# Activity
Repeat every entry exactly. Leave nothing out.

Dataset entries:
+ + + + + + +

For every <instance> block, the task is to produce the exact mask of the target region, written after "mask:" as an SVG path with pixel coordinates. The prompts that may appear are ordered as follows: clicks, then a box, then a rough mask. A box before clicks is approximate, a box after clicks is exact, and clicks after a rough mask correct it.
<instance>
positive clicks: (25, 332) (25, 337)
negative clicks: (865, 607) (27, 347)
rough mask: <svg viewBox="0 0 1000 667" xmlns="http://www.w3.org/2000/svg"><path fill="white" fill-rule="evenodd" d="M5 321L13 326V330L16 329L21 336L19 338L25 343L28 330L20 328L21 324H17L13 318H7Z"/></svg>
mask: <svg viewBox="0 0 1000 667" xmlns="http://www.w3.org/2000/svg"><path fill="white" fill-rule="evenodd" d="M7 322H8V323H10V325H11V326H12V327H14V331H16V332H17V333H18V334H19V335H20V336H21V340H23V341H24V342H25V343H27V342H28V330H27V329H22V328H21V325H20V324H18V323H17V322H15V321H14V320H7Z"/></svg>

+ + + + + + +

# Solution to this problem
For every <instance> block, the task is to produce the exact mask of the target region, written after "mask:" as an SVG path with pixel coordinates. The prompts that may appear are ordered as follows: clicks, then a box, then a rough mask. A box before clicks is approximate, a box after clicks is exact, and clicks after a rough mask correct it.
<instance>
positive clicks: (25, 332) (25, 337)
negative clicks: (865, 607) (27, 347)
rough mask: <svg viewBox="0 0 1000 667" xmlns="http://www.w3.org/2000/svg"><path fill="white" fill-rule="evenodd" d="M5 321L13 326V330L16 329L21 336L19 338L25 343L28 330L20 328L21 324H17L13 318H7Z"/></svg>
mask: <svg viewBox="0 0 1000 667" xmlns="http://www.w3.org/2000/svg"><path fill="white" fill-rule="evenodd" d="M7 322H8V323H10V325H11V326H12V327H14V331H16V332H17V333H18V334H19V335H20V336H21V340H23V341H24V342H25V343H27V342H28V330H27V329H22V328H21V325H20V324H18V323H17V322H15V321H14V320H7Z"/></svg>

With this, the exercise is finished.